Task details: Reproduce the data exactly.

(Dataset records)
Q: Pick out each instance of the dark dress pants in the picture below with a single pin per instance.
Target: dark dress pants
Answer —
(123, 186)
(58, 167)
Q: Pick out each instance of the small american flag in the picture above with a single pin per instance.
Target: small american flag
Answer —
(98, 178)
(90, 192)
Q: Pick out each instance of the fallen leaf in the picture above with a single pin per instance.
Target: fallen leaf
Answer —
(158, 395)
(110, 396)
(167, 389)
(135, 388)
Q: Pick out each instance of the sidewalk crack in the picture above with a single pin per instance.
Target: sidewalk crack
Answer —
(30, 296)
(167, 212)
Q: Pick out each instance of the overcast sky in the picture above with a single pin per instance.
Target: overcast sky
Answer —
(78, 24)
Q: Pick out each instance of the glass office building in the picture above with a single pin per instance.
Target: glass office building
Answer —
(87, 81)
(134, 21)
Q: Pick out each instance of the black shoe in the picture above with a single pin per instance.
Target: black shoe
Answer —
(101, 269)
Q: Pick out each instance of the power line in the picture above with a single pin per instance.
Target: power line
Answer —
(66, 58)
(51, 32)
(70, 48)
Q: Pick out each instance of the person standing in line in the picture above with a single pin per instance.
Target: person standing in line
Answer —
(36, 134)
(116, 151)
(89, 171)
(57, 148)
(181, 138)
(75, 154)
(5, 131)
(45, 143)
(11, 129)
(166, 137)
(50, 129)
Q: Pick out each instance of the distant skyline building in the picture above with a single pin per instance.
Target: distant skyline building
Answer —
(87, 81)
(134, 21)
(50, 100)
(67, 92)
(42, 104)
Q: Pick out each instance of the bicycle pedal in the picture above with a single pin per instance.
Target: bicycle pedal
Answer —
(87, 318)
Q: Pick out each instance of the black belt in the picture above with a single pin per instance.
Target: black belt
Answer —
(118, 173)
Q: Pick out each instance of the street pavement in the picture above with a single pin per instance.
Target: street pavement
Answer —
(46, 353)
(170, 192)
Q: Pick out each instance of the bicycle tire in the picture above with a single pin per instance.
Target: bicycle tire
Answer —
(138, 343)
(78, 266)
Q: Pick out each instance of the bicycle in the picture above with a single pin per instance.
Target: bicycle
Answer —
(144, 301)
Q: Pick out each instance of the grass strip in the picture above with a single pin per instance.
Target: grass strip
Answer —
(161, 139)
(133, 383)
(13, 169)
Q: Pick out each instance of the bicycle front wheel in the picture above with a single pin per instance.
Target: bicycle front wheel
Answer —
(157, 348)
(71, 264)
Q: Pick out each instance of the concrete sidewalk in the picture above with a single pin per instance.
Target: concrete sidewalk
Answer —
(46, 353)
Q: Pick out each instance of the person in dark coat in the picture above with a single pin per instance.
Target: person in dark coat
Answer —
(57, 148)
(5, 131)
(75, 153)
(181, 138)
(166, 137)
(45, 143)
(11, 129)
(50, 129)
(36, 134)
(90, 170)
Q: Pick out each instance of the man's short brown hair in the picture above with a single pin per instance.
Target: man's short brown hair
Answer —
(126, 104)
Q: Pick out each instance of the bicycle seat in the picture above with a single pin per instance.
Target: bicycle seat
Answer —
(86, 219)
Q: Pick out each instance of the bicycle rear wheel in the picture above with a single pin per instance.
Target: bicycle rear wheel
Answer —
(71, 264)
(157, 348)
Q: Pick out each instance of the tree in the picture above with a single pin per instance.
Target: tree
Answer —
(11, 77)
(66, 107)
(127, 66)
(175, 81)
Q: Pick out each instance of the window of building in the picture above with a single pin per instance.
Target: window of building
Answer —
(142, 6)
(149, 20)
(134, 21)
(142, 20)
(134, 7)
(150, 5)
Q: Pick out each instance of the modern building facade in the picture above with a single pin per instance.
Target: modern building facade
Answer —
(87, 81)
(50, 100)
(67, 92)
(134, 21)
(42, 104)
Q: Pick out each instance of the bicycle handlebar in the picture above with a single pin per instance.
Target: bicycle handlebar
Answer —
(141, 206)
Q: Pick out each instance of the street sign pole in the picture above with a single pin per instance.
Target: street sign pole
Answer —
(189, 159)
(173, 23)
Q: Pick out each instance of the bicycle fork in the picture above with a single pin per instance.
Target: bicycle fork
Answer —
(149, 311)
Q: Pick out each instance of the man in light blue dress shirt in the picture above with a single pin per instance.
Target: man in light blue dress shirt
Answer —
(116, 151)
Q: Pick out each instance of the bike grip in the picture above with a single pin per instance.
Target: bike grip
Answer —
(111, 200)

Worked answer:
Q: Pick out each instance of the dark dress pants in the picture below with a single pin per instance.
Target: dark dress pants
Answer —
(123, 186)
(58, 167)
Q: Pick out each instance of the small american flag in the picture above with a single pin per instance.
Target: small american flag
Answer —
(98, 178)
(90, 192)
Q: Pick out each instance of the fallen leaf in the picture above with a single pin per instance.
Target: fallen leaf
Answer —
(158, 395)
(110, 396)
(167, 389)
(135, 388)
Q: Pick out each instance of the sidewalk crack in the picture above with a single pin per instance.
Target: sidewalk crack
Answer —
(30, 296)
(167, 212)
Q: Pick out each instance of the overcast sky in the picture above with a single pin per instance.
Target: overcast sky
Answer —
(78, 24)
Q: Pick out each instance of the glass office building in the picture above with a single pin per instance.
Target: glass office building
Answer —
(87, 81)
(134, 21)
Q: Pick out each instance of the black shoe in the picture above with a single pin per instance.
Target: black shoe
Answer —
(101, 269)
Q: Pick out each instance of the power line in the picture above with a single pin per instance.
Target: power line
Answer —
(66, 58)
(51, 32)
(70, 48)
Q: Pick out each instance of the person standing in line in the picture above with a single pin per instance.
Target: person standing in line
Answer —
(36, 134)
(116, 151)
(89, 171)
(57, 148)
(181, 138)
(75, 154)
(5, 131)
(45, 143)
(11, 129)
(166, 137)
(50, 129)
Q: Pick out each instance of the distant skyline building in the picture above with a single pin per instance.
Target: distant skyline building
Answer —
(87, 81)
(134, 21)
(50, 100)
(67, 92)
(42, 104)
Q: Pick out each instance of the bicycle pedal in the picture above with a single pin per instance.
Target: bicycle pedal
Answer —
(87, 318)
Q: Pick out each instance of the black belt in the picture above with a single pin per instance.
Target: black belt
Answer —
(118, 173)
Q: Pick out each instance of the street pavement in the picture above with a single pin per instance.
Target: street pavement
Answer —
(46, 353)
(170, 192)
Q: Pick out each instance of the bicycle tire in the picture above with a single pin per instance.
Target: bicycle tire
Answer —
(138, 343)
(78, 266)
Q: Pick out each instance of the bicycle in the picture above with a single pin per instance.
Target: bicycle
Answer —
(144, 301)
Q: Pick out each instance of the grass strip in the picture above with a single pin per instance.
Target: grass strip
Answer —
(161, 139)
(133, 383)
(13, 169)
Q: Pick out each instance of the bicycle front wheel in the picture above with a single pin per instance.
Target: bicycle front wheel
Answer —
(157, 348)
(71, 264)
Q: Pick out each instance of the concrete sidewalk in the picture above with a single pin per instance.
Target: concrete sidewalk
Answer —
(46, 353)
Q: Pick out each instance of the person in dark coat in the picture above with a single pin per instance.
Target: person in dark coat
Answer —
(57, 148)
(5, 131)
(75, 153)
(181, 138)
(166, 137)
(45, 143)
(11, 129)
(50, 129)
(36, 134)
(90, 170)
Q: Pick out each instance of the man's short brown hair in the picture above with a single pin per instance.
Target: man's short brown hair
Answer —
(126, 104)
Q: Pick out each instance of the bicycle seat in the picture above with a single pin per instance.
Target: bicycle seat
Answer —
(86, 219)
Q: Pick out each instance of the bicycle rear wheel in the picture above with a single pin per instance.
Target: bicycle rear wheel
Answer —
(71, 264)
(157, 348)
Q: Pick out each instance of the tree in the picture above with a single pin per instance.
Target: tree
Answer —
(11, 77)
(66, 107)
(127, 66)
(175, 81)
Q: Pick out each instance of the window of building in the picture above with a single pin per instance.
Target: window of building
Answer —
(142, 6)
(149, 20)
(134, 21)
(142, 20)
(134, 7)
(150, 5)
Q: Pick out each instance of the modern building facade in the picture above with a single pin per instance.
Target: modern building facade
Answer —
(87, 81)
(50, 100)
(67, 92)
(134, 21)
(42, 104)
Q: Pick out each instance of the bicycle handlebar in the picture above with a single pin per instance.
Target: bicycle handlebar
Answer —
(141, 206)
Q: Pick out each instance of the street sign pole in the picture above with a single pin per instance.
Target: street sign pole
Answer —
(189, 159)
(173, 23)
Q: Pick out each instance of the bicycle fork in the picture above with a single pin per instance.
Target: bicycle fork
Answer —
(149, 311)
Q: Pick out each instance of the man in light blue dress shirt in the picture above with a single pin per instance.
Target: man in light blue dress shirt
Answer —
(116, 151)
Q: Pick out each instance of the bike grip in the picture above with a single pin per instance.
Target: bike grip
Answer —
(111, 200)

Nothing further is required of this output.